• Task data:
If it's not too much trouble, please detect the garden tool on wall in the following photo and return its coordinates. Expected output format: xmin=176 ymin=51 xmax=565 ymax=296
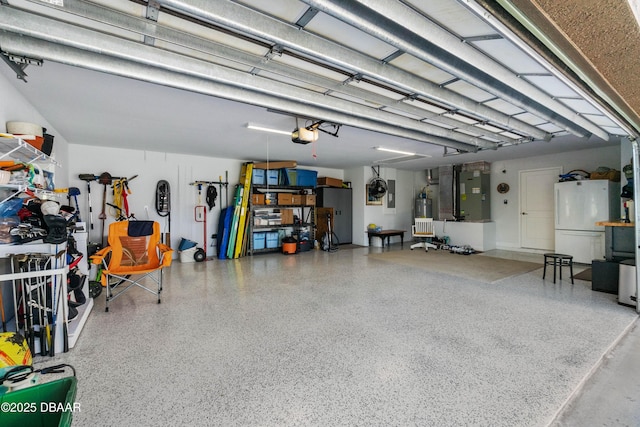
xmin=79 ymin=174 xmax=97 ymax=230
xmin=156 ymin=180 xmax=171 ymax=245
xmin=98 ymin=172 xmax=112 ymax=246
xmin=112 ymin=175 xmax=138 ymax=219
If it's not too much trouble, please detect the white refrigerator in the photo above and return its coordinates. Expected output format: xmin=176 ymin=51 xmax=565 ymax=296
xmin=554 ymin=180 xmax=620 ymax=264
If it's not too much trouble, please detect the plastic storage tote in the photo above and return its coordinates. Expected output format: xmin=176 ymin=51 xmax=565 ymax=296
xmin=252 ymin=169 xmax=266 ymax=185
xmin=266 ymin=232 xmax=279 ymax=249
xmin=296 ymin=169 xmax=318 ymax=187
xmin=266 ymin=170 xmax=279 ymax=185
xmin=253 ymin=232 xmax=266 ymax=250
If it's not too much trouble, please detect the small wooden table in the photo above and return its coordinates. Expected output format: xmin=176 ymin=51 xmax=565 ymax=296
xmin=367 ymin=229 xmax=406 ymax=247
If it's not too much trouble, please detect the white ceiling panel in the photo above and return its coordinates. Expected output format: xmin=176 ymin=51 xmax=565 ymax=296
xmin=256 ymin=70 xmax=327 ymax=93
xmin=602 ymin=126 xmax=627 ymax=136
xmin=154 ymin=40 xmax=255 ymax=73
xmin=455 ymin=128 xmax=482 ymax=137
xmin=8 ymin=0 xmax=143 ymax=42
xmin=559 ymin=98 xmax=607 ymax=116
xmin=512 ymin=112 xmax=548 ymax=126
xmin=81 ymin=0 xmax=145 ymax=16
xmin=303 ymin=12 xmax=398 ymax=59
xmin=580 ymin=114 xmax=618 ymax=128
xmin=522 ymin=75 xmax=579 ymax=99
xmin=422 ymin=118 xmax=456 ymax=130
xmin=472 ymin=39 xmax=549 ymax=75
xmin=500 ymin=131 xmax=525 ymax=140
xmin=446 ymin=80 xmax=494 ymax=103
xmin=446 ymin=113 xmax=480 ymax=125
xmin=537 ymin=123 xmax=565 ymax=133
xmin=349 ymin=80 xmax=407 ymax=101
xmin=272 ymin=55 xmax=347 ymax=82
xmin=381 ymin=106 xmax=425 ymax=121
xmin=233 ymin=0 xmax=309 ymax=23
xmin=158 ymin=13 xmax=268 ymax=56
xmin=404 ymin=0 xmax=497 ymax=38
xmin=389 ymin=53 xmax=454 ymax=84
xmin=474 ymin=123 xmax=507 ymax=134
xmin=328 ymin=92 xmax=383 ymax=109
xmin=483 ymin=98 xmax=525 ymax=116
xmin=407 ymin=98 xmax=449 ymax=115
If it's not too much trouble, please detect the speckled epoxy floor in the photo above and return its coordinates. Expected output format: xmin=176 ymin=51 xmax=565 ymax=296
xmin=35 ymin=246 xmax=638 ymax=426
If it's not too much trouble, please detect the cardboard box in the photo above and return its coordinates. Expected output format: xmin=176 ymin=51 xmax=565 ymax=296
xmin=291 ymin=195 xmax=302 ymax=205
xmin=303 ymin=194 xmax=316 ymax=205
xmin=317 ymin=177 xmax=343 ymax=188
xmin=278 ymin=193 xmax=294 ymax=205
xmin=281 ymin=208 xmax=294 ymax=225
xmin=251 ymin=194 xmax=265 ymax=205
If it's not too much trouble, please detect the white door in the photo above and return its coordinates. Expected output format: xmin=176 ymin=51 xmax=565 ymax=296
xmin=520 ymin=167 xmax=562 ymax=250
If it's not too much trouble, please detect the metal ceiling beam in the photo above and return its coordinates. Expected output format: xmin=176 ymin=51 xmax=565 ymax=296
xmin=156 ymin=0 xmax=550 ymax=140
xmin=0 ymin=5 xmax=494 ymax=150
xmin=301 ymin=0 xmax=609 ymax=141
xmin=0 ymin=33 xmax=479 ymax=153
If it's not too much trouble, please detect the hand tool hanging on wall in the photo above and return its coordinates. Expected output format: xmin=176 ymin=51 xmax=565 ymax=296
xmin=155 ymin=180 xmax=171 ymax=245
xmin=98 ymin=172 xmax=112 ymax=247
xmin=78 ymin=174 xmax=97 ymax=230
xmin=112 ymin=175 xmax=138 ymax=219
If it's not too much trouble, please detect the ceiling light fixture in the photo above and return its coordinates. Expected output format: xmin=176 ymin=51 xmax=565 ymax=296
xmin=375 ymin=146 xmax=416 ymax=156
xmin=246 ymin=123 xmax=291 ymax=136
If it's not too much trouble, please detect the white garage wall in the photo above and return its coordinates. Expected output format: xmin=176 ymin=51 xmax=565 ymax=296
xmin=0 ymin=71 xmax=69 ymax=187
xmin=67 ymin=144 xmax=343 ymax=257
xmin=409 ymin=145 xmax=621 ymax=252
xmin=490 ymin=145 xmax=620 ymax=250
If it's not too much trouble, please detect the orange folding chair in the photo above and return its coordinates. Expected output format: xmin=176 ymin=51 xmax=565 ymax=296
xmin=91 ymin=221 xmax=173 ymax=312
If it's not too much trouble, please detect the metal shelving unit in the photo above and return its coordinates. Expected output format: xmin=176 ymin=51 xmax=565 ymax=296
xmin=0 ymin=136 xmax=60 ymax=204
xmin=249 ymin=184 xmax=316 ymax=254
xmin=0 ymin=136 xmax=91 ymax=356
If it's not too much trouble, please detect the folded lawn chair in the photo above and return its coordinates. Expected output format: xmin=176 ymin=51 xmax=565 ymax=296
xmin=91 ymin=221 xmax=173 ymax=312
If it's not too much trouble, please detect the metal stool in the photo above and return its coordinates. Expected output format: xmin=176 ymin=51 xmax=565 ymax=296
xmin=543 ymin=253 xmax=574 ymax=284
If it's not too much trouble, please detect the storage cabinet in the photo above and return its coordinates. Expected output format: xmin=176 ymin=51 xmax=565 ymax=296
xmin=249 ymin=184 xmax=316 ymax=254
xmin=316 ymin=187 xmax=352 ymax=244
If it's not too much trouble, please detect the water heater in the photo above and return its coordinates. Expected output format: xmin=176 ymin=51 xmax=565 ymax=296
xmin=415 ymin=198 xmax=433 ymax=218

• Exercise objective: The answer must match the entries above line for line, with the pictures dropped.

• Result of the exercise:
If it's not too much trouble, please detect the garden tool on wall in the following photo and return its coordinates. Expected output format: xmin=176 ymin=51 xmax=565 ymax=296
xmin=79 ymin=174 xmax=97 ymax=230
xmin=156 ymin=180 xmax=171 ymax=245
xmin=98 ymin=172 xmax=112 ymax=246
xmin=112 ymin=175 xmax=138 ymax=219
If it's not too much trouble, please detect the white refrigerator in the photo above and return its coordinates. Expected output format: xmin=176 ymin=51 xmax=565 ymax=296
xmin=554 ymin=180 xmax=620 ymax=264
If it's not too much trouble, please detect the plastic storage tote in the photo above and return its coordinates. Expected output format: xmin=176 ymin=51 xmax=565 ymax=296
xmin=252 ymin=169 xmax=266 ymax=185
xmin=266 ymin=232 xmax=279 ymax=249
xmin=296 ymin=169 xmax=318 ymax=187
xmin=266 ymin=170 xmax=279 ymax=185
xmin=253 ymin=232 xmax=266 ymax=250
If it's not too much trouble, please detect the small wooden table in the photo above and return its coordinates. Expected output format: xmin=176 ymin=51 xmax=565 ymax=296
xmin=367 ymin=229 xmax=406 ymax=247
If it's not too much trouble, please detect the white ceiling panel in the photo above and return its coordinates. Expected output format: xmin=176 ymin=51 xmax=565 ymax=296
xmin=256 ymin=70 xmax=327 ymax=93
xmin=602 ymin=126 xmax=627 ymax=136
xmin=154 ymin=40 xmax=255 ymax=73
xmin=455 ymin=128 xmax=482 ymax=137
xmin=8 ymin=0 xmax=143 ymax=42
xmin=559 ymin=98 xmax=607 ymax=116
xmin=512 ymin=112 xmax=548 ymax=126
xmin=81 ymin=0 xmax=145 ymax=16
xmin=303 ymin=12 xmax=398 ymax=59
xmin=580 ymin=114 xmax=618 ymax=128
xmin=522 ymin=75 xmax=579 ymax=99
xmin=422 ymin=118 xmax=456 ymax=130
xmin=472 ymin=39 xmax=549 ymax=75
xmin=500 ymin=131 xmax=525 ymax=140
xmin=446 ymin=80 xmax=494 ymax=103
xmin=446 ymin=113 xmax=480 ymax=125
xmin=537 ymin=123 xmax=565 ymax=133
xmin=349 ymin=80 xmax=407 ymax=101
xmin=272 ymin=55 xmax=347 ymax=82
xmin=381 ymin=106 xmax=425 ymax=121
xmin=233 ymin=0 xmax=309 ymax=23
xmin=158 ymin=13 xmax=268 ymax=56
xmin=404 ymin=0 xmax=497 ymax=38
xmin=389 ymin=53 xmax=454 ymax=84
xmin=474 ymin=123 xmax=507 ymax=134
xmin=328 ymin=92 xmax=383 ymax=109
xmin=483 ymin=98 xmax=525 ymax=116
xmin=407 ymin=98 xmax=449 ymax=115
If it's not too much trouble, please detect the speckled epoxy floor in the photo above and return its coordinates. Expected output format: xmin=176 ymin=51 xmax=565 ymax=296
xmin=35 ymin=246 xmax=638 ymax=426
If it's not too much trouble, please detect the cardboard box in the photo above and return its coordinates. Expected output format: xmin=176 ymin=51 xmax=565 ymax=296
xmin=291 ymin=195 xmax=302 ymax=205
xmin=303 ymin=194 xmax=316 ymax=205
xmin=317 ymin=177 xmax=343 ymax=188
xmin=278 ymin=193 xmax=294 ymax=205
xmin=281 ymin=208 xmax=294 ymax=225
xmin=251 ymin=194 xmax=265 ymax=205
If it's not too much trouble, please detect the white door in the photo above and return its coordinates. Expected output format: xmin=176 ymin=51 xmax=565 ymax=296
xmin=520 ymin=167 xmax=562 ymax=250
If it's not too much trouble, please detect the metal ceiling beam in the photo above and return its coordinates. Expected output format: xmin=176 ymin=51 xmax=565 ymax=296
xmin=156 ymin=0 xmax=550 ymax=140
xmin=0 ymin=5 xmax=494 ymax=150
xmin=301 ymin=0 xmax=609 ymax=141
xmin=0 ymin=33 xmax=479 ymax=153
If it's not too much trouble, please detect the hand tool hanging on wall in the photo above and return its coordinates. Expected output format: xmin=176 ymin=51 xmax=565 ymax=296
xmin=155 ymin=180 xmax=171 ymax=245
xmin=98 ymin=172 xmax=112 ymax=247
xmin=78 ymin=174 xmax=97 ymax=230
xmin=112 ymin=175 xmax=138 ymax=219
If it's not too much trouble, please detect the ceiling light fixture in the photo above and return its coordinates. Expected output format: xmin=176 ymin=51 xmax=565 ymax=296
xmin=375 ymin=146 xmax=416 ymax=156
xmin=246 ymin=123 xmax=291 ymax=136
If it's not too much trouble, please detect the white garage wall in the photo above and return its coordinates. Expected output format: xmin=176 ymin=51 xmax=565 ymax=296
xmin=0 ymin=71 xmax=69 ymax=187
xmin=67 ymin=144 xmax=343 ymax=257
xmin=409 ymin=145 xmax=621 ymax=252
xmin=490 ymin=145 xmax=620 ymax=250
If it's not too much trouble, please detect the orange folding chair in the photo above and return its coordinates. Expected output format: xmin=176 ymin=51 xmax=565 ymax=296
xmin=91 ymin=221 xmax=173 ymax=312
If it's not too much trouble, please detect the metal shelving unit in the photo above and return its coordinates. Expected output format: xmin=176 ymin=51 xmax=565 ymax=296
xmin=0 ymin=136 xmax=60 ymax=204
xmin=249 ymin=184 xmax=316 ymax=254
xmin=0 ymin=136 xmax=91 ymax=356
If it's not too much trouble, please detect the folded lawn chair in the photo above and return its coordinates. Expected output format: xmin=176 ymin=51 xmax=565 ymax=296
xmin=91 ymin=221 xmax=173 ymax=312
If it's not too much trouble, please detect the metal stool in the photo above and return its coordinates. Expected output format: xmin=176 ymin=51 xmax=565 ymax=296
xmin=543 ymin=253 xmax=574 ymax=284
If it's not too much trouble, please detect the storage cabinet in the photo above and return its coordinates. Expected output format: xmin=176 ymin=51 xmax=565 ymax=296
xmin=249 ymin=184 xmax=316 ymax=254
xmin=316 ymin=187 xmax=352 ymax=244
If it's not too much trouble, please detect the water heater in the photo above and return its coordinates. Expected output format: xmin=176 ymin=51 xmax=565 ymax=296
xmin=415 ymin=198 xmax=433 ymax=218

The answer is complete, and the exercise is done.